| Objective |
Copy all the entries below line for line, without changing a word, and omit the pictures.

_____

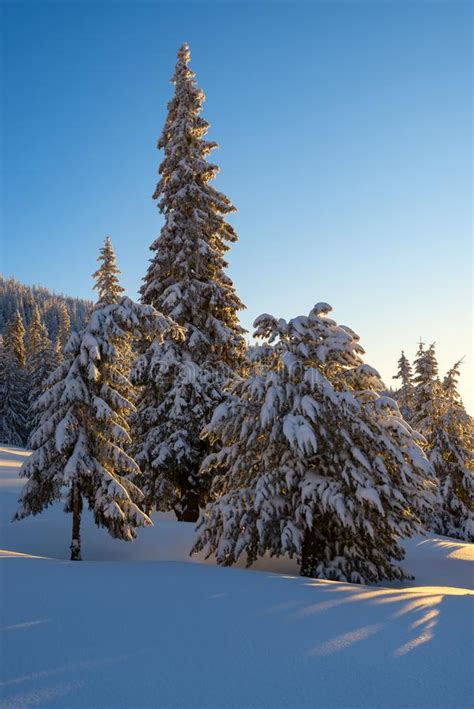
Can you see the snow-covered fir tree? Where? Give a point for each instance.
(314, 462)
(427, 394)
(13, 395)
(106, 277)
(404, 395)
(64, 326)
(452, 455)
(182, 380)
(79, 445)
(40, 361)
(450, 437)
(15, 335)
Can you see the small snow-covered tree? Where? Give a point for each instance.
(404, 395)
(451, 450)
(314, 462)
(182, 380)
(13, 396)
(79, 445)
(106, 277)
(64, 326)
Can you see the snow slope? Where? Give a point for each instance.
(149, 630)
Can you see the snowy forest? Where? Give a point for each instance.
(282, 441)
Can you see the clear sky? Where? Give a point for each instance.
(345, 134)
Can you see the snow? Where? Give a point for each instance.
(141, 624)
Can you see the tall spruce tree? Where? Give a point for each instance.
(314, 462)
(79, 443)
(16, 338)
(107, 283)
(182, 381)
(64, 326)
(404, 395)
(40, 362)
(13, 395)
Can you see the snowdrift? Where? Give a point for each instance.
(158, 629)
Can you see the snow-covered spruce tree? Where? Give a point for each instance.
(182, 381)
(404, 395)
(427, 394)
(40, 361)
(451, 451)
(314, 462)
(16, 338)
(64, 326)
(13, 396)
(80, 441)
(107, 283)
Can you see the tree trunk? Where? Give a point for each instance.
(188, 508)
(76, 525)
(309, 554)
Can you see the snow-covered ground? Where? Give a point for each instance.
(138, 625)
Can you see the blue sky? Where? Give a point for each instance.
(345, 134)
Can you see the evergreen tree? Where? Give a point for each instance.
(451, 450)
(13, 396)
(79, 443)
(314, 461)
(16, 338)
(404, 395)
(64, 327)
(107, 284)
(40, 362)
(182, 380)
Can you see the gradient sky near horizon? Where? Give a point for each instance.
(345, 134)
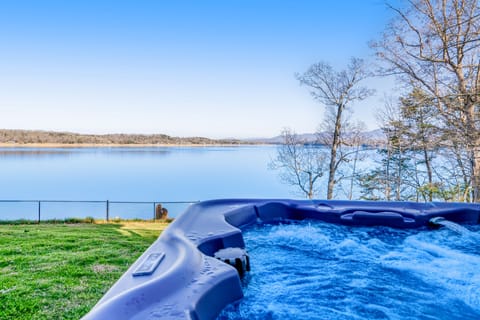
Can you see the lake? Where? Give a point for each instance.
(145, 174)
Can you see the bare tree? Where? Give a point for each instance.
(336, 90)
(301, 165)
(419, 118)
(435, 45)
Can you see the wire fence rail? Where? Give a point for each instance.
(158, 208)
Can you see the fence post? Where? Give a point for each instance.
(108, 209)
(154, 211)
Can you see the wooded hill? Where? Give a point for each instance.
(34, 136)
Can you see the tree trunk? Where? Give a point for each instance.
(333, 152)
(429, 173)
(476, 173)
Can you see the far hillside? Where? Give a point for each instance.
(48, 137)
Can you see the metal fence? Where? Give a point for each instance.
(41, 210)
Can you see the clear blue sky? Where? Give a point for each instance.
(221, 68)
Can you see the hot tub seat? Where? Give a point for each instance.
(188, 283)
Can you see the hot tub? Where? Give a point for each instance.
(178, 277)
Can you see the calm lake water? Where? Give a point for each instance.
(159, 174)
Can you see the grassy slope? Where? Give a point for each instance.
(61, 271)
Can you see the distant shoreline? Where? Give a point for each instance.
(119, 145)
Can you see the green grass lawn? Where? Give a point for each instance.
(59, 271)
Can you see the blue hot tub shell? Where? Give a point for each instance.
(178, 278)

_____

| Complete answer |
Can you see the snow-covered fir tree? Where? Give a point for each instance.
(314, 462)
(427, 394)
(13, 395)
(106, 277)
(404, 395)
(64, 326)
(452, 455)
(182, 380)
(79, 445)
(40, 361)
(450, 437)
(15, 335)
Can you see the small snow-covered tree? Where? Give a point for each instance.
(404, 395)
(451, 450)
(314, 462)
(182, 380)
(13, 396)
(79, 445)
(106, 277)
(64, 326)
Can you see the snow slope? Where? Give a point for each instance.
(149, 630)
Can you see the snowy forest? Where? Give a point for each instance.
(282, 441)
Can you see the clear sky? Where? Give a point for each instance.
(345, 134)
Can you see the snow? Where? Give a point for each instance.
(141, 624)
Can you see the tall spruce tree? Where? Give a point for each instance.
(314, 462)
(79, 443)
(16, 338)
(107, 283)
(182, 381)
(64, 326)
(404, 395)
(40, 362)
(13, 395)
Can you see the snowdrift? Where? Give a point for each instance.
(158, 629)
Can you see the snow-covered spruce tree? Where? Give a point for each instance.
(182, 381)
(404, 395)
(427, 394)
(40, 361)
(451, 451)
(314, 462)
(16, 338)
(64, 326)
(13, 396)
(80, 441)
(107, 283)
Can you see the tree trunk? Where? Give a point for each instance.
(188, 508)
(76, 525)
(309, 554)
Can you see the snow-covered ground? Where? Give a point for each instance.
(138, 625)
Can you see the blue sky? Where? Give a point for each instance.
(345, 134)
Can you see the evergreen tree? Where? Give a point for each instance.
(451, 450)
(13, 396)
(79, 443)
(314, 461)
(16, 338)
(404, 395)
(64, 327)
(107, 284)
(40, 362)
(182, 380)
Can you see the gradient sky near horizon? Where? Give a point for each instance.
(345, 134)
Can you see the lake? Where? Give a point for each instance.
(145, 174)
Can you see the bare tree? Where? Give a point for each instance.
(336, 90)
(301, 165)
(419, 118)
(435, 45)
Can you see the wire fence rail? Where? Give a point for each instance.
(158, 208)
Can you see the fence post? Where? Give a point for each instance.
(108, 209)
(154, 211)
Can you see the wooded hill? Where? Give a point for each instance.
(34, 136)
Can you see the tree trunk? Where? Give a point for each instance.
(333, 152)
(429, 173)
(476, 173)
Can you see the far hillside? Where? Give a point for each instance.
(48, 137)
Can you see the metal fence? Where? Give a point for each instance.
(41, 210)
Can you see the clear blue sky? Where? Give a point for each instance.
(221, 68)
Can you see the hot tub seat? Where? Give a point for each instance.
(188, 283)
Can you see the hot tub? Where? Give a point for each instance.
(178, 277)
Can you see the calm lake water? Where? Give a point for each instance.
(159, 174)
Can you see the grassy slope? Where? Give a point for each instance.
(61, 271)
Can you see the distant shoreline? Where? Give a point for each instance.
(119, 145)
Can you see the green grass lawn? Where? Give a point for each instance.
(59, 271)
Can you see the blue hot tub shell? Where? Give a point for each instance.
(178, 278)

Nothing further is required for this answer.